EXERCISE DESCRIPTION ▸
Please give the listing again in its entirety, exactly as written.

________________________

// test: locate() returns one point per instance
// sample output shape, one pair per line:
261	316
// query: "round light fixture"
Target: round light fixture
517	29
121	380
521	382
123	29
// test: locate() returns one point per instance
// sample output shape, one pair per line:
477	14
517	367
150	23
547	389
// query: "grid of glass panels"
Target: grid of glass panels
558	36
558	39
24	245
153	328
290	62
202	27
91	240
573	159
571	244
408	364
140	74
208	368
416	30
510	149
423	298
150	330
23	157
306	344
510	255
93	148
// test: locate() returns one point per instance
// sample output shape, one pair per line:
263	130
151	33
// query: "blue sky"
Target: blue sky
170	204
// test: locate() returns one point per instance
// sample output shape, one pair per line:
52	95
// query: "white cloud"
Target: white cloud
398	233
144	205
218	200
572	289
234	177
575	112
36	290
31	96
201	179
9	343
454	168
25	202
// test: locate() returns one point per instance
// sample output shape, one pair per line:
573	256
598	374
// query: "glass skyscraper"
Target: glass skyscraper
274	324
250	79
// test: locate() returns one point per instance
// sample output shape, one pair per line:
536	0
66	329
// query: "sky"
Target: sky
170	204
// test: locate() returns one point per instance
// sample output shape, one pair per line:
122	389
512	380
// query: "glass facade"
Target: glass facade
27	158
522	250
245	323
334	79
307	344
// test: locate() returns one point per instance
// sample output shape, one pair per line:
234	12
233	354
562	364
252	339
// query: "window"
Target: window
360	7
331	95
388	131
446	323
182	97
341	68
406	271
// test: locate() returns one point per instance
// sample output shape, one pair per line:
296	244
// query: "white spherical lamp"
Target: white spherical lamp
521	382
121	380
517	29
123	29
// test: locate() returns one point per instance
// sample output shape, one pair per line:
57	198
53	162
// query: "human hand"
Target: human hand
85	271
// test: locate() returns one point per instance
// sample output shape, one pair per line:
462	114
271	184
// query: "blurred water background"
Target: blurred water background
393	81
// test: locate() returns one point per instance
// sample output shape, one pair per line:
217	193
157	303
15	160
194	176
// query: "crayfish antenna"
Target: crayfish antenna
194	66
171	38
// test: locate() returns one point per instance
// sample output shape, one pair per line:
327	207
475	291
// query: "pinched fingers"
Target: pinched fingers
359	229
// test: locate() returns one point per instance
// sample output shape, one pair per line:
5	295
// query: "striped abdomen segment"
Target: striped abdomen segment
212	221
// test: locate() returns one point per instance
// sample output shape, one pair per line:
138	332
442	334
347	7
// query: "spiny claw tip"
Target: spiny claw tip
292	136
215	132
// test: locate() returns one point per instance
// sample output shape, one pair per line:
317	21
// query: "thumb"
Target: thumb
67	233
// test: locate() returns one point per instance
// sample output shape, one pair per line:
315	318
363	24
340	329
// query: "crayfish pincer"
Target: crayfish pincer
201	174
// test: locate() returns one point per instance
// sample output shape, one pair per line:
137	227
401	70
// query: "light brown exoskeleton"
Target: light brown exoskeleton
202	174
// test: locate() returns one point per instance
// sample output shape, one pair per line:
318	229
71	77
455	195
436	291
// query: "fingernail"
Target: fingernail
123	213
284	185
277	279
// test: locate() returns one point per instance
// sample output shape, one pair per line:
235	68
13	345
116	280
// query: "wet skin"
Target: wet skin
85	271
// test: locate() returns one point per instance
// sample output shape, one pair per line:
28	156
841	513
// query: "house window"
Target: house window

________________________

SOLUTION ▸
// test: locate() returns one point per instance
// sample output shape, one pair per line:
261	316
// query: "round light fixture"
Target: round light fixture
517	29
121	380
521	382
123	29
// test: locate() returns one point per instance
// sample output shape, one pair per line:
477	14
517	367
150	23
547	389
// query: "grid of glass panels"
Target: grid of glass panels
558	36
558	39
24	245
153	328
290	62
202	27
91	240
573	159
571	244
408	364
140	74
208	368
416	30
510	149
423	298
150	330
23	157
306	344
510	255
93	148
// test: locate() returns one point per instance
// sample output shape, one pair per line:
263	130
151	33
// query: "blue sky"
Target: blue sky
170	204
// test: locate() returns one point per instance
// sample output shape, one pair per line:
52	95
// query: "white cloud"
Target: white cloud
398	233
144	205
218	200
572	289
234	177
575	112
36	290
31	96
201	179
9	343
454	168
25	202
// test: locate() returns one point per instance
// sample output shape, one pair per line:
573	256
598	374
// query: "glass skyscraper"
Target: glass skyscraper
274	324
250	79
// test: locate() returns one point per instance
// sample output shape, one pair per line:
536	0
66	329
// query: "sky"
Target: sky
170	204
// test: locate() returns one point per instance
// sample output shape, one pair per line:
122	389
512	380
// query: "glass facade"
Target: glass facade
27	158
522	250
245	323
334	79
307	344
// test: locate() returns one point per instance
// sample output shape, one pair per line:
234	12
233	354
562	364
252	339
// query: "window"
Target: window
360	7
331	95
388	131
446	323
182	97
341	68
406	271
// test: locate() returns one point per instance
// sample output shape, one pair per line:
296	244
// query: "white spherical lamp"
Target: white spherical lamp
521	382
121	380
517	29
123	29
// test: locate() returns one point per instance
// sample output shape, one pair per line:
57	198
53	162
// query: "human hand"
Target: human hand
85	271
// test: locate() returns one point per instance
// sample output shape, one pair per line:
462	114
271	184
// query: "blurred water background"
Target: blurred water background
393	81
// test: locate() returns one point per instance
// sample output shape, one pair per line:
217	193
157	303
15	160
194	176
// query: "crayfish antenna"
Target: crayfish antenna
194	66
171	38
// test: locate() returns one point per instance
// sample output shape, one pair per line:
327	207
475	291
// query: "pinched fingers"
Target: pinched fingers
359	229
// test: locate() returns one point per instance
// sample output shape, one pair per line:
5	295
// query: "striped abdomen segment"
Target: striped abdomen segment
212	221
// test: locate() returns one point per instance
// sample output shape, one pair per line:
138	332
442	334
347	7
// query: "spiny claw tip"
Target: spiny claw tip
292	136
215	132
// test: locate() returns one point per instance
// sample output shape, one pair per line:
317	21
// query: "thumb"
Target: thumb
67	233
// test: locate() returns one point per instance
// sample output shape, one pair per line:
315	318
363	24
340	329
// query: "crayfish pincer"
Target: crayfish pincer
201	174
// test: locate() returns one point per instance
// sample output shape, one pair per line:
137	227
401	70
// query: "light brown exoskeleton"
Target: light brown exoskeleton
202	174
// test: locate() returns one point per instance
// sample output shape, one pair per line:
318	229
71	77
455	195
436	291
// query: "fingernail"
Target: fingernail
123	213
284	185
277	279
// test: locate() returns one point per instance
// sample output shape, one pair per line:
235	68
13	345
116	280
// query: "wet skin"
Target: wet skin
85	271
// test: locate() returns one point per instance
// sample output shape, one pair per line:
28	156
841	513
// query: "house window"
Target: house window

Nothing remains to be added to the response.